§ **What to produce**
Transcribe the part of the article on restoring cell activity in pig brains after death, starting at "But it opens" and ending at "system called BrainEx.". Keep every word and punctuation mark unchanged.

§ **Document extract**
┄┄┄┄┄┄┄┄┄┄┄┄┄┄┄┄┄┄┄┄
Just like Mary Shelley’s Frankenstein, scientists have brought back to life pigs’ brains – four hours after death.
The “Frankenschwein” Easter ‘resurrections’ offer hope humans could one day return from ‘the other side.’
Circulation and cellular activity were restored using tubes that pumped a chemical solution replicating blood into the decapitated heads.
Billions of neurons began acting normally.
However it’s currently unclear if the technique would work on a recently deceased person, the US team said.
But it opens the door to salvaging mental powers in stroke patients – and the development of new treatments that boost recovery of neurons after brain injury.
The gruesome Frankenstein-style experiments open up a huge ethical debate.
Senior author Professor Nenad Sestan has described the results as “mind-boggling” and “unexpected” but believed the technique could work on humans.
Prof Sestan, a neuroscientist at Yale University in Connecticut, said: “The intact brain of a large mammal retains a previously underappreciated capacity for restoration of circulation and certain molecular and cellular activities multiple hours after circulatory arrest.”
His team obtained 32 pig brains from abattoirs and placed them in their system called BrainEx.
It mimics pulsating blood flow – known medically as perfusion – at normal human body temperature of 37 degrees Celsius.
Over six hours Prof Sestan and colleagues observed a reduction in the death of the brain cells.
There was also revival of some cellular functions including the firing of synapses – vital connections between neurons that transport signals.
The study suggests certain brain activities have the capacity to be restored at least partially – even a few hours after death.
It challenges long-held assumptions about the timing and irreversible nature of death, say the researchers.
There was no evidence of global network activity or full-brain function during the experiments.
But many basic cellular workings – once thought to cease seconds or minutes after oxygen and blood flow stop – were observed, reports the journal Nature.
Co-first author Dr Zvonimir Vrselja said: “At no point did we observe the kind of organised electrical activity associated with perception, awareness or consciousness.”
He explained: “Clinically defined this is not a living brain – but it’s a cellularly active brain.”
Cellular death within the brain is usually considered to be a swift and irreversible process.
Cut off from oxygen and a blood supply, electrical activity and signs of awareness disappear within seconds – while energy stores are depleted in minutes.
┄┄┄┄┄┄┄┄┄┄┄┄┄┄┄┄┄┄┄┄
§ **Supplied records**
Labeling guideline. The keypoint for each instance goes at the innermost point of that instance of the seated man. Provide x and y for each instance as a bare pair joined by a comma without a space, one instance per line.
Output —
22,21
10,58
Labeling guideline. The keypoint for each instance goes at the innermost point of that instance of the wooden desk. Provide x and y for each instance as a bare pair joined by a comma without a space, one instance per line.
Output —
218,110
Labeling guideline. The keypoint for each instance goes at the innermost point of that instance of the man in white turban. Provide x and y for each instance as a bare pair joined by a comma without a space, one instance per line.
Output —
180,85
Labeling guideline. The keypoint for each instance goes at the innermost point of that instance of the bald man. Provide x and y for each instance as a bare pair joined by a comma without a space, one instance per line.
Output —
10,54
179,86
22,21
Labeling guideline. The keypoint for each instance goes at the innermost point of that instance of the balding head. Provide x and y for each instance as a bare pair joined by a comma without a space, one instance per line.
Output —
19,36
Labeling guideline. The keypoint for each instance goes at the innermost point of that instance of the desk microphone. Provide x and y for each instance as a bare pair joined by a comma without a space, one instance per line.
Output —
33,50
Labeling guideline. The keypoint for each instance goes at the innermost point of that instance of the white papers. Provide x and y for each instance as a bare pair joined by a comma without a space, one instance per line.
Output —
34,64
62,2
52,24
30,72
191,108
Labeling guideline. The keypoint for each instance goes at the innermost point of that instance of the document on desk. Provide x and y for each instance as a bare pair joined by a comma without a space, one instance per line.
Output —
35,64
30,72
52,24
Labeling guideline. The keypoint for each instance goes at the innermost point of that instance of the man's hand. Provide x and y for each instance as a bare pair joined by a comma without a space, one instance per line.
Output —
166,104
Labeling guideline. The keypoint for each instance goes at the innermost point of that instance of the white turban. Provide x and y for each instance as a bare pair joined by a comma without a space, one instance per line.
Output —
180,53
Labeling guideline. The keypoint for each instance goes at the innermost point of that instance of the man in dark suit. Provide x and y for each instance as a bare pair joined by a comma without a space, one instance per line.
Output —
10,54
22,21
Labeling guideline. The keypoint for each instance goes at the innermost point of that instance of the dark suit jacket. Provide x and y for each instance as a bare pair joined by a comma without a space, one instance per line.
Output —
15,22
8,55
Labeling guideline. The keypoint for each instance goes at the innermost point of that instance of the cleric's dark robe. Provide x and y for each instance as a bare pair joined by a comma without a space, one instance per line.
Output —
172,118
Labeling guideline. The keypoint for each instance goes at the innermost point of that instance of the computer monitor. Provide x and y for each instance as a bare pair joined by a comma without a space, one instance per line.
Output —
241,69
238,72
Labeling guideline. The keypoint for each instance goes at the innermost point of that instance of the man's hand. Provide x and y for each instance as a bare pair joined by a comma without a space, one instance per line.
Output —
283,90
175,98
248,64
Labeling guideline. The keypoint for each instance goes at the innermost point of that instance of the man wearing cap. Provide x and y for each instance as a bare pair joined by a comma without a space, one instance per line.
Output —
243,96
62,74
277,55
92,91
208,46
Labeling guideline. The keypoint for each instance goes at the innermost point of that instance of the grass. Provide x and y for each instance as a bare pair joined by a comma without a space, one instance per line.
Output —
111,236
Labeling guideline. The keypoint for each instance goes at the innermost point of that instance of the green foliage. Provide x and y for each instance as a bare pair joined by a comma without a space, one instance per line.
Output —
┄┄┄┄┄┄┄┄┄┄┄┄┄┄┄┄┄┄┄┄
§ **Answer to this task**
But it opens the door to salvaging mental powers in stroke patients – and the development of new treatments that boost recovery of neurons after brain injury.
The gruesome Frankenstein-style experiments open up a huge ethical debate.
Senior author Professor Nenad Sestan has described the results as “mind-boggling” and “unexpected” but believed the technique could work on humans.
Prof Sestan, a neuroscientist at Yale University in Connecticut, said: “The intact brain of a large mammal retains a previously underappreciated capacity for restoration of circulation and certain molecular and cellular activities multiple hours after circulatory arrest.”
His team obtained 32 pig brains from abattoirs and placed them in their system called BrainEx.